:: Your instructions ::
A full and exact copy of the listing that follows is needed.
• • • • •
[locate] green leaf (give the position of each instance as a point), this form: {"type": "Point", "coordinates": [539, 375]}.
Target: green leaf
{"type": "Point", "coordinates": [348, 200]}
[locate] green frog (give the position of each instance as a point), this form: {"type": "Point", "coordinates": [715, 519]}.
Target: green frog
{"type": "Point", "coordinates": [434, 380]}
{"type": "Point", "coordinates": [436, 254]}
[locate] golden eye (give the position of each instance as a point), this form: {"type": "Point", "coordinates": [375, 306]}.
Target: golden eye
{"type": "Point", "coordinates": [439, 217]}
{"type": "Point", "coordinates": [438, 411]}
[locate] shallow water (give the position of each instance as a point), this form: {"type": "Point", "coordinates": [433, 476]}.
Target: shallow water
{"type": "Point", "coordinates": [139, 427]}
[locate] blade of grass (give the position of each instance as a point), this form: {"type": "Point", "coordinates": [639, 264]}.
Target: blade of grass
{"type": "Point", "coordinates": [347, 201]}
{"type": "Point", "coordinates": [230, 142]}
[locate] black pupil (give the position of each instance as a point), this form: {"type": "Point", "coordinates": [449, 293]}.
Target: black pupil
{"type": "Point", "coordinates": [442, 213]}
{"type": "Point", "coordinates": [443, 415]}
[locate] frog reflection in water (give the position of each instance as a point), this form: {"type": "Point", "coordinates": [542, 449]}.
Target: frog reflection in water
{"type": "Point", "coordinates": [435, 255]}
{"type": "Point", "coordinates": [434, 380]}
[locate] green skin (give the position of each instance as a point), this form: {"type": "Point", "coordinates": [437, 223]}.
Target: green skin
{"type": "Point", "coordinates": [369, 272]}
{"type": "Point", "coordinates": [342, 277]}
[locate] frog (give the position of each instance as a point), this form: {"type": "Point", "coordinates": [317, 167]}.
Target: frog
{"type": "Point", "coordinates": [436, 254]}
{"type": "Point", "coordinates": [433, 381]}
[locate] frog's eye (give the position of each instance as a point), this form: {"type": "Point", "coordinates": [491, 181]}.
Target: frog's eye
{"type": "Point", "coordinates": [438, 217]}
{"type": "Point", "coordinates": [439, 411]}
• • • • •
:: Solution for this problem ::
[locate] green leaf (give the position of each instance as a point), this form: {"type": "Point", "coordinates": [539, 375]}.
Target: green leaf
{"type": "Point", "coordinates": [348, 200]}
[locate] green frog (give the position of each instance as a point), this form: {"type": "Point", "coordinates": [715, 519]}.
Target: green frog
{"type": "Point", "coordinates": [434, 380]}
{"type": "Point", "coordinates": [436, 254]}
[locate] golden eye (give the position of each instance as a point), this form: {"type": "Point", "coordinates": [375, 306]}.
Target: golden eye
{"type": "Point", "coordinates": [439, 217]}
{"type": "Point", "coordinates": [438, 411]}
[locate] shallow water (give the position of each instance as a point), this form: {"type": "Point", "coordinates": [433, 476]}.
Target: shallow water
{"type": "Point", "coordinates": [139, 427]}
[locate] blade of grass (give the position of each instance as a point), this form: {"type": "Point", "coordinates": [639, 264]}.
Target: blade of grass
{"type": "Point", "coordinates": [347, 201]}
{"type": "Point", "coordinates": [230, 142]}
[locate] black pupil (give the position of each instance as a point), this form: {"type": "Point", "coordinates": [449, 293]}.
Target: black pupil
{"type": "Point", "coordinates": [442, 213]}
{"type": "Point", "coordinates": [443, 415]}
[locate] frog reflection in water (give the position of each instance as a point), this form: {"type": "Point", "coordinates": [542, 449]}.
Target: frog reflection in water
{"type": "Point", "coordinates": [435, 255]}
{"type": "Point", "coordinates": [434, 380]}
[locate] green skin (give the position of each instance as a point), this form: {"type": "Point", "coordinates": [437, 223]}.
Target: green skin
{"type": "Point", "coordinates": [369, 272]}
{"type": "Point", "coordinates": [342, 277]}
[locate] frog (give the position of each instance as a point), this form: {"type": "Point", "coordinates": [317, 167]}.
Target: frog
{"type": "Point", "coordinates": [436, 254]}
{"type": "Point", "coordinates": [433, 381]}
[locate] frog's eye (give the position of each instance as a point), this form: {"type": "Point", "coordinates": [491, 181]}.
Target: frog's eye
{"type": "Point", "coordinates": [438, 217]}
{"type": "Point", "coordinates": [439, 411]}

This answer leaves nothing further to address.